Given request: Please edit the records below so that "black lettering on sign" is replaced by "dark text on signboard" throughout, keeping every other part unchanged.
- - - -
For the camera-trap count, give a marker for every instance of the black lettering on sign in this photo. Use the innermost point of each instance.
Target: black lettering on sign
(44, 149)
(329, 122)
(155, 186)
- - - -
Result for this exercise:
For the camera-trap count, give a marker for every instance of the dark text on signboard in this photo. Use the innermost point of each instance.
Target: dark text on signboard
(44, 149)
(329, 122)
(155, 186)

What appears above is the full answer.